=== Extraits des données ===

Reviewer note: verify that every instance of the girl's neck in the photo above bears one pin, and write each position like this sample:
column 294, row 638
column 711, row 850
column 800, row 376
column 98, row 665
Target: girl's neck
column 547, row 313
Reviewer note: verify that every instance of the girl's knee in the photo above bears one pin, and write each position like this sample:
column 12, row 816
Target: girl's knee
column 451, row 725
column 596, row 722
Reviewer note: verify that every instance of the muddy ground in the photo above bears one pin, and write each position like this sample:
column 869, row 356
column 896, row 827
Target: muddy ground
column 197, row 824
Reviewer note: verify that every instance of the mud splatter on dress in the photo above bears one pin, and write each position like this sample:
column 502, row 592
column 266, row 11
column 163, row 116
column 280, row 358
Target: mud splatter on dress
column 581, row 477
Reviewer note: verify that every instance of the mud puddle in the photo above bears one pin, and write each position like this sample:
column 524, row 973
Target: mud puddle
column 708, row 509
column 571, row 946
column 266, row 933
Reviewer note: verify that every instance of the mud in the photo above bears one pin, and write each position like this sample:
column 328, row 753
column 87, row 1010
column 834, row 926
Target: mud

===
=== Extraits des données ===

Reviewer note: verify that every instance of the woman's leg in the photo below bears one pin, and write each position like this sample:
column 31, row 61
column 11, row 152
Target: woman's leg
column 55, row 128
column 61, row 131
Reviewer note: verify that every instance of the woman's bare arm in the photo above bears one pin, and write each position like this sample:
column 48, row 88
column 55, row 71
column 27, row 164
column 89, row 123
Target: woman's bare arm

===
=== Extraits des données ===

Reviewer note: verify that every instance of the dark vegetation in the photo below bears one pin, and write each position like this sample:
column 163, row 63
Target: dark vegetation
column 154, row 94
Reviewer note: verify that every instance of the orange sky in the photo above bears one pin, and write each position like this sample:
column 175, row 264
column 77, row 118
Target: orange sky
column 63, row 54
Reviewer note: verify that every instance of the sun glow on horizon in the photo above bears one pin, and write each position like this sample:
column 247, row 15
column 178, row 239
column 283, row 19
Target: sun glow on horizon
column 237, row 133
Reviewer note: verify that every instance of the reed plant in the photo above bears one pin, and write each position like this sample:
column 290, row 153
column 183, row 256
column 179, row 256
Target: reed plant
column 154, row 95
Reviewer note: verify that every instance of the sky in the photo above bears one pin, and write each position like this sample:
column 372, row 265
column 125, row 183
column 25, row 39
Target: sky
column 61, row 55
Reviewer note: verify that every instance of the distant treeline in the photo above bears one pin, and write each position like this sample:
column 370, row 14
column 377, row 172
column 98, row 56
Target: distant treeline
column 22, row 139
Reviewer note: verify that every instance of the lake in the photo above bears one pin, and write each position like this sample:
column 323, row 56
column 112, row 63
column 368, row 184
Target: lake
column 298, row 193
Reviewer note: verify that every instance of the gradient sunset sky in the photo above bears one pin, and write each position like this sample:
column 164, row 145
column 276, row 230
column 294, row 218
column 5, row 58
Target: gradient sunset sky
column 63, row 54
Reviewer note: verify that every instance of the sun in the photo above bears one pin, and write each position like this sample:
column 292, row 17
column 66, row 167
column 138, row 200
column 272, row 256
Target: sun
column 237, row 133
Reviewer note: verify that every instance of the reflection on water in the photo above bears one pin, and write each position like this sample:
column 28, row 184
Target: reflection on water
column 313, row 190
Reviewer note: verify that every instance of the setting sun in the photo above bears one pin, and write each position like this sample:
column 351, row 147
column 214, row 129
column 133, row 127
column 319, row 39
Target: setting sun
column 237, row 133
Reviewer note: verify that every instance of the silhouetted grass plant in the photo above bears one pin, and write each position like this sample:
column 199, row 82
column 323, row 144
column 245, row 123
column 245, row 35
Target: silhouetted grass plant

===

Consigne écrite: Recopiez les lignes depuis celle contenant « Reviewer note: verify that every instance of the reed » jusqu'à celle contenant « column 154, row 95 » incluse, en remplaçant « reed plant » par « cattail plant ». Ne modifiez rien d'autre.

Résultat obtenu:
Reviewer note: verify that every instance of the cattail plant in the photo above bears one pin, and write each position like this sample:
column 290, row 153
column 183, row 256
column 179, row 256
Target: cattail plant
column 154, row 95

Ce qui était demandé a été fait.